— Start of EXTRACTED DATA —
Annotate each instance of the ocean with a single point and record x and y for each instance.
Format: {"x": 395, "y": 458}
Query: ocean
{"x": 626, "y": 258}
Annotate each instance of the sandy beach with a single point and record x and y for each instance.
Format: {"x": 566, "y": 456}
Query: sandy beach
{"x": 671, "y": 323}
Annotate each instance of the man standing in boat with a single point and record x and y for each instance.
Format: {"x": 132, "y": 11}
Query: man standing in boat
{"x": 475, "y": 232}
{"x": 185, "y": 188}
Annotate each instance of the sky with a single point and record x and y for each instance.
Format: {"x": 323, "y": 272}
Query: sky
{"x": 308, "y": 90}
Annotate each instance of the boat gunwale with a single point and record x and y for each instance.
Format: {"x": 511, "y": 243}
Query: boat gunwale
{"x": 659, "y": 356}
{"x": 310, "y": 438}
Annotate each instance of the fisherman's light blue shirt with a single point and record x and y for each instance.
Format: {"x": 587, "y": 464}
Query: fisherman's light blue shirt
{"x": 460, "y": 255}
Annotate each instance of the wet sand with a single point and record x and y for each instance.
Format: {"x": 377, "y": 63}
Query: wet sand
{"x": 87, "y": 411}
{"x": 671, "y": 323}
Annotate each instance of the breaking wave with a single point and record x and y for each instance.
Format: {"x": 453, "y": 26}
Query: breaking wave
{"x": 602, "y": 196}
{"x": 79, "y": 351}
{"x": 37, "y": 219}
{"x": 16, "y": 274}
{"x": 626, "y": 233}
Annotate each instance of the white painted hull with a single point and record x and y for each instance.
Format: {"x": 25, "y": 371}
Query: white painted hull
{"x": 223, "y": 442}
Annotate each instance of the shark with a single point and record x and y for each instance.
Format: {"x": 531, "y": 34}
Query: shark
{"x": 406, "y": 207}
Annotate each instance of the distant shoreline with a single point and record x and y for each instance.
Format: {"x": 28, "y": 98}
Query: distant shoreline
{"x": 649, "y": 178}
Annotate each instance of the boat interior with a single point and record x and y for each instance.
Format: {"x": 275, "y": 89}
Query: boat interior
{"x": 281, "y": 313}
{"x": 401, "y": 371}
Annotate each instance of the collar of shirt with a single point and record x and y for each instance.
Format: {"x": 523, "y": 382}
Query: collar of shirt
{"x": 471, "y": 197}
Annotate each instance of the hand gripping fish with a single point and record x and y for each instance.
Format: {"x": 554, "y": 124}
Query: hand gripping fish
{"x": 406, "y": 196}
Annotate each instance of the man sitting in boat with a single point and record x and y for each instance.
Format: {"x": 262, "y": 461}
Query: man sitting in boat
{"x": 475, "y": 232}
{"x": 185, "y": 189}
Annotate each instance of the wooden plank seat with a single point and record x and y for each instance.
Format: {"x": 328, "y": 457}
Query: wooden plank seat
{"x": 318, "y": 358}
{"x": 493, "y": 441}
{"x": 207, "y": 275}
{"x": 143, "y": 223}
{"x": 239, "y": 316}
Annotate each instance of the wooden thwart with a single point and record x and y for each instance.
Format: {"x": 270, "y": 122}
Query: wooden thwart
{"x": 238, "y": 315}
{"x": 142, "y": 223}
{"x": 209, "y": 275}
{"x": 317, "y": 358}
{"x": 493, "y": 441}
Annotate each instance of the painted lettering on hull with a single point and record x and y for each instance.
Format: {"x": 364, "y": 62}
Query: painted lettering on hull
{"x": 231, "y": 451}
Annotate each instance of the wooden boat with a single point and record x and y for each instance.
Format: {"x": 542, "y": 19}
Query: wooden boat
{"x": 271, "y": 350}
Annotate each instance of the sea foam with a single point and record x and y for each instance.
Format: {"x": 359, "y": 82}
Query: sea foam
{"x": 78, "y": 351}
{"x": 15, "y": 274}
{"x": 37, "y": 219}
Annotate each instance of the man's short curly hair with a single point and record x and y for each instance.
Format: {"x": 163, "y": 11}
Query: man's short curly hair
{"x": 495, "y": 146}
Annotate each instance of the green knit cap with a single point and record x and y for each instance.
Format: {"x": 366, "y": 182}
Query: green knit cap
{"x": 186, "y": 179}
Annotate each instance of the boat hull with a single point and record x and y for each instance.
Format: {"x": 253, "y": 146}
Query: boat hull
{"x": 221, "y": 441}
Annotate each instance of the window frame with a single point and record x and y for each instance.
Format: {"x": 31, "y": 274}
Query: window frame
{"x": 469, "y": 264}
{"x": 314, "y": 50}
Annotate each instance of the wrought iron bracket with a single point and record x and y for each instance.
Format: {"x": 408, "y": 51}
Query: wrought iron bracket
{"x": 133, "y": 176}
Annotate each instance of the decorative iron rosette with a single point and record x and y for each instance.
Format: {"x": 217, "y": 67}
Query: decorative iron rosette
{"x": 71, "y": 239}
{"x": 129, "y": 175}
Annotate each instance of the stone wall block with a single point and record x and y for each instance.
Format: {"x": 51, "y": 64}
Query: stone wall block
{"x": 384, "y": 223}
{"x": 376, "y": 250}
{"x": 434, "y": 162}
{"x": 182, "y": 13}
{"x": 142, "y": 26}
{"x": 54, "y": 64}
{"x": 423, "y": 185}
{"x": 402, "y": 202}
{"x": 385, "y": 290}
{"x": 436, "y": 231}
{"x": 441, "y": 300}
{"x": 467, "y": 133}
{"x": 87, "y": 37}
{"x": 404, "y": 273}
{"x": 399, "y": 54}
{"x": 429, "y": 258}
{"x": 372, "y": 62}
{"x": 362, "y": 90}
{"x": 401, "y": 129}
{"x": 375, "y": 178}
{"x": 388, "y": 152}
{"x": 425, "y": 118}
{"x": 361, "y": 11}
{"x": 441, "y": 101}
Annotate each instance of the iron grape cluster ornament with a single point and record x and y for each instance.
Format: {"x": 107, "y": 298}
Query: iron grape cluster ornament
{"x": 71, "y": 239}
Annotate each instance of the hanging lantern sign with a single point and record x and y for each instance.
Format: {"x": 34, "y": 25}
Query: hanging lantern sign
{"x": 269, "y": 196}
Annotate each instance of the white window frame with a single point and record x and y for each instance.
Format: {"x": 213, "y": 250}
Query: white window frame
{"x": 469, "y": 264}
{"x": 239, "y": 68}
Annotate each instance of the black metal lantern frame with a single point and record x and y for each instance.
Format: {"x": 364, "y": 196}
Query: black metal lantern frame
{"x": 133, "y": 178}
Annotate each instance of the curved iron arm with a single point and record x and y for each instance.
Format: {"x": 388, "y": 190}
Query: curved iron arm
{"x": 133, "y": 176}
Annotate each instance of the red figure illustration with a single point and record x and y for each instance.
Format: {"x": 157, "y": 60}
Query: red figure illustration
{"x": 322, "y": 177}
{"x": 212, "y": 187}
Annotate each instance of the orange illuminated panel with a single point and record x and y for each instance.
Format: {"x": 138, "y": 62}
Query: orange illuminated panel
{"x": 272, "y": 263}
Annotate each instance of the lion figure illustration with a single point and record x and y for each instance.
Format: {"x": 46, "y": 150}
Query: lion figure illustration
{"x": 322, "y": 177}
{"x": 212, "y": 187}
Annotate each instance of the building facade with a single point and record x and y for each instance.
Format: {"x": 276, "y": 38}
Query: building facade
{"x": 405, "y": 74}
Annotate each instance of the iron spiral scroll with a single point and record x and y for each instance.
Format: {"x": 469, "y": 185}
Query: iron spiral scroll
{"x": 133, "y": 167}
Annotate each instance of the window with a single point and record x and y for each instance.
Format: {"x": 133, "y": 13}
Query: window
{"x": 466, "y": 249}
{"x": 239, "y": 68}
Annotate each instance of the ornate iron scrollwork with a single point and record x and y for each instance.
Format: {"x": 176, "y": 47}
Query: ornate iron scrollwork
— End of EXTRACTED DATA —
§ **WRITTEN EXERCISE**
Restate each record exactly as written.

§ **EXPECTED ANSWER**
Annotate each instance of the ocean with a single point and record x and y for each instance.
Format: {"x": 395, "y": 458}
Query: ocean
{"x": 626, "y": 258}
Annotate each instance of the sandy beach with a single point and record x and y for each instance.
Format: {"x": 566, "y": 456}
Query: sandy beach
{"x": 671, "y": 323}
Annotate each instance of the man standing in boat with a single point and record x and y for each instance.
Format: {"x": 132, "y": 11}
Query: man standing in boat
{"x": 475, "y": 232}
{"x": 185, "y": 188}
Annotate each instance of the sky with a single point and record x and y for each instance.
Format: {"x": 323, "y": 272}
Query: sky
{"x": 308, "y": 90}
Annotate each instance of the boat gunwale with a single point and record x and y for each instance.
Format: {"x": 511, "y": 243}
Query: boat gunwale
{"x": 659, "y": 356}
{"x": 310, "y": 438}
Annotate each instance of the fisherman's light blue shirt with a single point and record x and y for each instance.
Format: {"x": 587, "y": 464}
Query: fisherman's light blue shirt
{"x": 460, "y": 255}
Annotate each instance of the wet sand with a single point and record x and y for each instance.
Format: {"x": 377, "y": 63}
Query: wet sand
{"x": 87, "y": 411}
{"x": 671, "y": 323}
Annotate each instance of the breaking wave with a single point and record x and y for each instance.
Format: {"x": 453, "y": 26}
Query: breaking wave
{"x": 602, "y": 196}
{"x": 79, "y": 351}
{"x": 37, "y": 219}
{"x": 16, "y": 274}
{"x": 626, "y": 233}
Annotate each instance of the white painted hull with a single point and record x and y for each instance.
Format: {"x": 25, "y": 371}
Query: white painted hull
{"x": 223, "y": 442}
Annotate each instance of the shark with a single point and record x and y for each instance.
Format: {"x": 531, "y": 34}
Query: shark
{"x": 406, "y": 207}
Annotate each instance of the distant shoreline with a single point and record x and y for each instance.
Format: {"x": 28, "y": 98}
Query: distant shoreline
{"x": 649, "y": 178}
Annotate each instance of the boat interior with a single point and record x and y for each instance.
Format: {"x": 275, "y": 89}
Query: boat interior
{"x": 281, "y": 313}
{"x": 401, "y": 371}
Annotate each instance of the collar of shirt with a single point and record x and y for each instance.
Format: {"x": 523, "y": 382}
Query: collar of shirt
{"x": 471, "y": 197}
Annotate each instance of the hand gripping fish with a single point and record x and y for each instance.
Format: {"x": 554, "y": 124}
Query: hand gripping fish
{"x": 406, "y": 196}
Annotate each instance of the man sitting in boat with a single point and record x and y for each instance.
Format: {"x": 262, "y": 461}
Query: man sitting in boat
{"x": 475, "y": 232}
{"x": 185, "y": 189}
Annotate each instance of the wooden plank seat with a single point and record x and y for each instance.
Format: {"x": 328, "y": 457}
Query: wooden plank seat
{"x": 318, "y": 358}
{"x": 493, "y": 441}
{"x": 207, "y": 275}
{"x": 143, "y": 223}
{"x": 239, "y": 316}
Annotate each instance of the wooden thwart with a single point and record x and y for each instance.
Format: {"x": 270, "y": 122}
Query: wooden thwart
{"x": 238, "y": 315}
{"x": 142, "y": 223}
{"x": 209, "y": 275}
{"x": 317, "y": 358}
{"x": 493, "y": 441}
Annotate each instance of the painted lettering on hull with a single point and record x and y for each instance.
Format: {"x": 364, "y": 62}
Query: painted lettering on hull
{"x": 231, "y": 451}
Annotate each instance of the wooden boat with a single point and record x and y for each instance.
Format: {"x": 542, "y": 19}
Query: wooden boat
{"x": 271, "y": 350}
Annotate each instance of the sea foam with a single point and record x and y for each instance.
Format: {"x": 359, "y": 82}
Query: sea foam
{"x": 78, "y": 351}
{"x": 15, "y": 274}
{"x": 37, "y": 219}
Annotate each instance of the man's short curly hair with a single point and record x and y for each instance.
Format: {"x": 163, "y": 11}
Query: man's short curly hair
{"x": 495, "y": 146}
Annotate each instance of the green knit cap with a single point and record x and y for each instance.
Format: {"x": 366, "y": 182}
Query: green knit cap
{"x": 186, "y": 179}
Annotate each instance of the boat hull with a single point and record x and y for each instance.
Format: {"x": 253, "y": 146}
Query: boat hull
{"x": 221, "y": 441}
Annotate each instance of the window frame with a single point and record x and y for each instance.
Format: {"x": 31, "y": 274}
Query: window frame
{"x": 469, "y": 264}
{"x": 314, "y": 50}
Annotate each instance of the wrought iron bracket with a single point and record x and y for each instance.
Format: {"x": 408, "y": 51}
Query: wrought iron bracket
{"x": 133, "y": 176}
Annotate each instance of the decorative iron rosette with a single point and record x and y for each instance.
Format: {"x": 217, "y": 67}
Query: decorative iron rosette
{"x": 71, "y": 239}
{"x": 129, "y": 175}
Annotate each instance of the stone wall block with a single point and record x and y for each instance.
Format: {"x": 51, "y": 64}
Query: stone wall block
{"x": 384, "y": 223}
{"x": 376, "y": 250}
{"x": 434, "y": 162}
{"x": 182, "y": 13}
{"x": 142, "y": 26}
{"x": 54, "y": 64}
{"x": 423, "y": 185}
{"x": 402, "y": 202}
{"x": 385, "y": 290}
{"x": 436, "y": 231}
{"x": 441, "y": 300}
{"x": 467, "y": 133}
{"x": 87, "y": 37}
{"x": 404, "y": 273}
{"x": 399, "y": 54}
{"x": 429, "y": 258}
{"x": 372, "y": 62}
{"x": 362, "y": 90}
{"x": 401, "y": 129}
{"x": 375, "y": 178}
{"x": 388, "y": 152}
{"x": 425, "y": 118}
{"x": 361, "y": 11}
{"x": 441, "y": 101}
Annotate each instance of the iron grape cluster ornament with a single point and record x and y for each instance.
Format: {"x": 107, "y": 298}
Query: iron grape cluster ornament
{"x": 71, "y": 239}
Annotate each instance of the hanging lantern sign with a single point and record x and y for each instance.
Format: {"x": 34, "y": 25}
Query: hanging lantern sign
{"x": 269, "y": 196}
Annotate each instance of the white window frame with a single point and record x and y for each instance.
Format: {"x": 213, "y": 250}
Query: white window frame
{"x": 469, "y": 264}
{"x": 239, "y": 68}
Annotate each instance of the black metal lantern frame with a single point and record x and y for each instance.
Format: {"x": 364, "y": 196}
Query: black metal lantern frame
{"x": 133, "y": 178}
Annotate each instance of the curved iron arm with a single point and record x and y for each instance.
Format: {"x": 388, "y": 190}
Query: curved iron arm
{"x": 133, "y": 176}
Annotate each instance of the red figure illustration with a single point and record x and y for each instance.
Format: {"x": 157, "y": 60}
Query: red figure illustration
{"x": 322, "y": 177}
{"x": 212, "y": 187}
Annotate each instance of the orange illuminated panel with a single point and record x and y for each instance.
Format: {"x": 138, "y": 62}
Query: orange illuminated panel
{"x": 272, "y": 263}
Annotate each instance of the lion figure illustration with a single point and record x and y for each instance.
Format: {"x": 46, "y": 150}
Query: lion figure illustration
{"x": 322, "y": 177}
{"x": 212, "y": 187}
Annotate each instance of the building facade with a single point and record x and y for each instance.
Format: {"x": 276, "y": 38}
Query: building facade
{"x": 405, "y": 74}
Annotate each instance of the iron spiral scroll with a single point and record x and y for each instance.
Format: {"x": 469, "y": 185}
Query: iron spiral scroll
{"x": 133, "y": 167}
Annotate each instance of the window with a single point and record x and y for each instance.
Format: {"x": 133, "y": 13}
Query: window
{"x": 466, "y": 249}
{"x": 239, "y": 68}
Annotate each instance of the ornate iron scrollwork with a single point and record x and y for each instance.
Format: {"x": 176, "y": 47}
Query: ornate iron scrollwork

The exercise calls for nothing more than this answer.